**Instructions to follow:**
Leave out every picture, then transcribe the rest of the listing exactly.
---------------
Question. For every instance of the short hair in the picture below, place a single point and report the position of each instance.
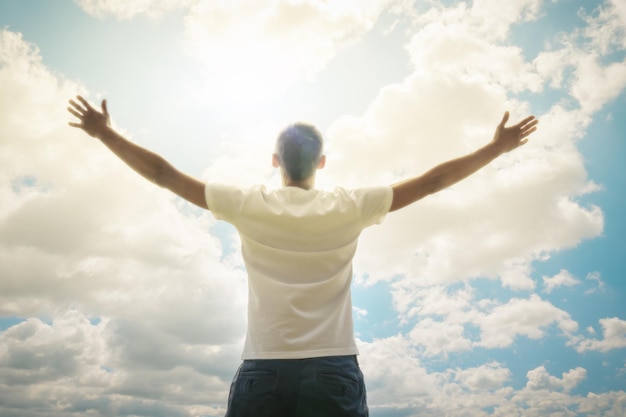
(299, 148)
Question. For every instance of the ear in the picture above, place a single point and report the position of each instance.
(322, 163)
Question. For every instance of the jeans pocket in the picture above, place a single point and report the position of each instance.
(340, 382)
(255, 382)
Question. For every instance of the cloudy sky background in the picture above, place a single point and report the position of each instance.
(503, 295)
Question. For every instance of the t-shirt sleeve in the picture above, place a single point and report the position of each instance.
(224, 201)
(373, 204)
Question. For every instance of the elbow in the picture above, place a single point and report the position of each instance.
(162, 174)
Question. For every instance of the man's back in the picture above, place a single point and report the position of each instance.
(298, 247)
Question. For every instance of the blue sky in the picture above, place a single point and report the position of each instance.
(500, 296)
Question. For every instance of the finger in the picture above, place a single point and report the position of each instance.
(75, 113)
(528, 132)
(525, 121)
(505, 118)
(105, 111)
(77, 106)
(85, 103)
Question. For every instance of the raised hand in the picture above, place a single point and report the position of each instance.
(509, 138)
(93, 122)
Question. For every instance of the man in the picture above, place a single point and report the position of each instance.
(299, 357)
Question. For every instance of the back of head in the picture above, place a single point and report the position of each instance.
(299, 149)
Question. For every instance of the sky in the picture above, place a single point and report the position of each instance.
(500, 296)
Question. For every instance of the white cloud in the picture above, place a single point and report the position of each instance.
(483, 378)
(614, 337)
(562, 279)
(83, 238)
(521, 317)
(124, 9)
(540, 379)
(256, 49)
(138, 263)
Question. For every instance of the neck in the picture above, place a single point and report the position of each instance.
(305, 184)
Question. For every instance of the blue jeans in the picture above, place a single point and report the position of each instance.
(330, 386)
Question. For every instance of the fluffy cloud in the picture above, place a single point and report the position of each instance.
(141, 309)
(253, 49)
(123, 9)
(129, 282)
(562, 279)
(614, 332)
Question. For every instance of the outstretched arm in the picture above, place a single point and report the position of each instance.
(149, 164)
(444, 175)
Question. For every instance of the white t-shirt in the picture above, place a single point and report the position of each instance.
(298, 246)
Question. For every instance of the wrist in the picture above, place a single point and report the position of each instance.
(104, 133)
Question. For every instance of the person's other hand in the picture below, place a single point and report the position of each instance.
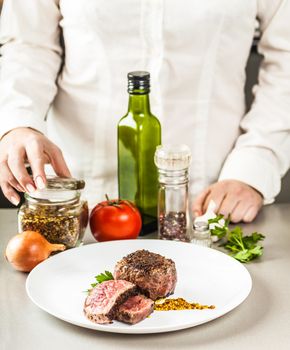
(235, 198)
(21, 146)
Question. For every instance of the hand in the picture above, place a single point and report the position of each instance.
(235, 198)
(22, 145)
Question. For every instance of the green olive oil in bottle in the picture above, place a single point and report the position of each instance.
(139, 133)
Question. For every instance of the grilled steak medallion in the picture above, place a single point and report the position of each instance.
(135, 309)
(152, 273)
(102, 303)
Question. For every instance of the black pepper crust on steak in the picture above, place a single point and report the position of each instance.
(154, 274)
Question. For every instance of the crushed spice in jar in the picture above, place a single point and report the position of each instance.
(57, 223)
(179, 304)
(173, 226)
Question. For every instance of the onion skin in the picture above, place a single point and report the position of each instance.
(27, 249)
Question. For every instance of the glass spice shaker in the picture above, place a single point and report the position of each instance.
(173, 163)
(57, 211)
(201, 234)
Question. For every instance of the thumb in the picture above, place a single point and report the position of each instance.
(59, 164)
(199, 201)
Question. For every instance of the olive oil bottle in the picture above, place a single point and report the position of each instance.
(139, 133)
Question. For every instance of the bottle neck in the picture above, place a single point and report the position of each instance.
(139, 104)
(172, 178)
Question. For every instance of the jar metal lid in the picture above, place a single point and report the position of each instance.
(59, 189)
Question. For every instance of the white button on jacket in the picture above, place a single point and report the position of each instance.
(196, 52)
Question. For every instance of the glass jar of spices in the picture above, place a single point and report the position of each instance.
(173, 219)
(57, 212)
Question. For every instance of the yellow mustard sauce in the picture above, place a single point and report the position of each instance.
(178, 304)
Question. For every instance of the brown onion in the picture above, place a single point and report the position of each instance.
(27, 249)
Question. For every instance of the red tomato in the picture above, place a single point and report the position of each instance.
(115, 219)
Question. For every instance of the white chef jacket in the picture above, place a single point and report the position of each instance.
(196, 52)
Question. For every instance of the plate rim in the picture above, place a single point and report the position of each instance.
(147, 330)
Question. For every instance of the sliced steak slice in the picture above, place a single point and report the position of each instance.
(152, 273)
(103, 300)
(135, 309)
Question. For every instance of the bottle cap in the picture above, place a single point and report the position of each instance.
(172, 157)
(138, 82)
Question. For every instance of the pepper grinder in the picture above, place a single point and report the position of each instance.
(173, 219)
(201, 234)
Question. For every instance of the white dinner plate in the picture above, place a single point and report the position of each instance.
(204, 275)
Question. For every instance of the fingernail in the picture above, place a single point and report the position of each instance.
(39, 182)
(30, 188)
(14, 200)
(19, 188)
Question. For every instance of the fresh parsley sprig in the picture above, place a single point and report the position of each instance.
(219, 230)
(242, 248)
(102, 277)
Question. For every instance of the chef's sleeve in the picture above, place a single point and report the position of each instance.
(30, 62)
(261, 155)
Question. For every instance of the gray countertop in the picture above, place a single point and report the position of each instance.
(261, 322)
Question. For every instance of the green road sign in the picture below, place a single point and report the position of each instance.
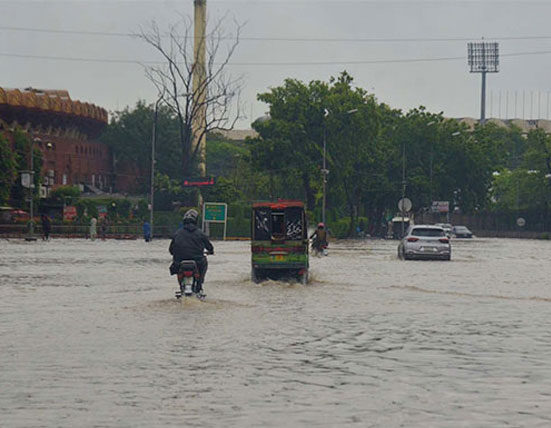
(215, 212)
---------------
**Exercise answer:**
Question. For every instance of the short hair in the picture below, place a single point and report the position of each instance.
(299, 148)
Question. For every instance of the ear in the picture above, place a single point and report the position of each instance.
(322, 163)
Question. For every instance of the jeans pocket in the picture above, place a single point and report the position of each instance.
(340, 382)
(255, 382)
Question. For every instance of the cloudy sky background in the picture above, place a single point and report the position of each instance.
(503, 295)
Question. For every instance of the t-shirt sleeve in the picture above, place a single point and report the position of each instance.
(224, 201)
(373, 204)
Question. For every instance of the elbow in the picture above, place a single point and report the position of each instance.
(162, 174)
Question. For every instance of the man's back in the picture above, place a single point and report the position of each instance.
(298, 247)
Question. For every instance of the blue sky in the picture above, place a single point and report the position of each instance.
(500, 296)
Question. For every instance of the finger in the picture above, place a single point and report the position of each instance.
(75, 113)
(528, 132)
(525, 121)
(505, 118)
(105, 111)
(77, 106)
(85, 103)
Question. For every instance of the raised hand in the picture above, place a single point and report the position of each instance.
(509, 138)
(93, 122)
Question. For every instance of the man in the picture above, place a single point and report the position of each instance.
(299, 357)
Question. For every instance of the back of head in the picture above, place a single point and report the position of each instance.
(299, 149)
Question. For every instance of the sky in the picture above, place a single point and report the position of each instance.
(500, 296)
Question. For every instance of the white cloud in the picture above, place a single point and report the position of each instance.
(483, 378)
(614, 337)
(562, 279)
(83, 238)
(521, 317)
(124, 9)
(540, 379)
(256, 49)
(138, 263)
Question. For every instance of the neck in the picture above, place a single point and report the position of each instance.
(305, 184)
Question. For every instance of the blue jeans in the picture above, place a single point and report the position of each instance.
(330, 386)
Question. For every instance of the fluffy cloud in the picture above, place a single point and report the position of each instance.
(141, 309)
(253, 49)
(123, 9)
(129, 282)
(562, 279)
(614, 332)
Question. For every instance of the outstretched arm in the picture above, place a single point and report the position of each instance.
(149, 164)
(444, 175)
Question. For every instance of the white t-shirt in the picture above, place a single point and report the position of each instance.
(298, 246)
Question. For every instance of the wrist in the picture above, place a single point and report the position of each instance.
(104, 133)
Question. For every instance of the person's other hand in the picture below, place a single point and report the position of each instance.
(235, 198)
(21, 146)
Question. For every instance of the hand in the picture above, place a single point and report the position of each instance.
(235, 198)
(22, 145)
Question. For every instance of the green olive oil in bottle in the picture above, place a single point and report the position of each instance.
(139, 133)
Question. For every instance of the grilled steak medallion in the picture above, place a single point and report the position of each instance.
(135, 309)
(152, 273)
(102, 303)
Question. For every instance of the black pepper crust on steak in the picture above, place a single point and report the position of each instance.
(154, 274)
Question. For every instance of the crushed spice in jar in the picture above, place a single point and report the position of each instance.
(57, 223)
(179, 304)
(173, 226)
Question. For every instance of the onion skin in the picture above, place a single point and report the position of each instance.
(27, 249)
Question. For every instance of the glass spice shaker in the picture above, place a single point and report the position of each instance.
(173, 163)
(57, 211)
(201, 234)
Question. For every instance of the thumb in the picture above, place a single point and report the position of each instance.
(59, 164)
(199, 201)
Question. For every instance of the olive oil bottle in the picture above, place a single point and report the position of each instance.
(139, 133)
Question. For every instance of the bottle neck in the picture above, place a single point and report the position of each instance.
(139, 104)
(172, 178)
Question. For every instance of the jar metal lid in the picture above, place a single point and report the position of each instance.
(59, 189)
Question. For every instance of the white button on jacket in the picture above, place a single point and report the position of each instance.
(196, 52)
Question. For every instance of the glass jar of spices in the picture above, place a single point and report the position of each instance.
(173, 219)
(57, 212)
Question. For every instance of the yellow mustard sauce in the picture above, place a single point and report the position of each instance.
(178, 304)
Question. For every instance of the brown onion in the picture above, place a single point and report the position of each instance.
(27, 249)
Question. For every instance of the red tomato in the picture above, place a single point and report the position of each instance.
(115, 219)
Question. For every instance of the white chef jacket in the picture above, place a single point and report the position of each instance.
(196, 52)
Question. For every instance of the plate rim in the picture above, place a single point and report the position of each instance.
(147, 330)
Question. For every instance of the sliced steak slice in the picture above, place a single point and report the position of each instance.
(152, 273)
(103, 300)
(135, 309)
Question. For every instance of the bottle cap in the picture above, place a single point and report the position of each instance.
(172, 157)
(138, 82)
Question. For every instance of the pepper grinder in the picture above, place a single point and report the position of each instance.
(173, 219)
(201, 234)
Question. For every instance of the white dinner plate in the picture above, place a single point and report the position of each instance.
(204, 275)
Question. For every instance of the fingernail in the picture above, place a single point and report the position of each instance.
(39, 182)
(30, 188)
(14, 200)
(19, 188)
Question. For every instance of the fresh parsley sprig in the picture above, place a single point and report the position of each instance.
(219, 230)
(242, 248)
(102, 277)
Question. For every instance of the chef's sleeve in the picture above, place a single point and report the position of each instance.
(30, 62)
(261, 155)
Question. For every instance of the gray countertop in the picture above, place a single point and report the position of each instance.
(261, 322)
Question. For every instance of the green road sign in the picture below, place a single point and report the position of each instance.
(215, 212)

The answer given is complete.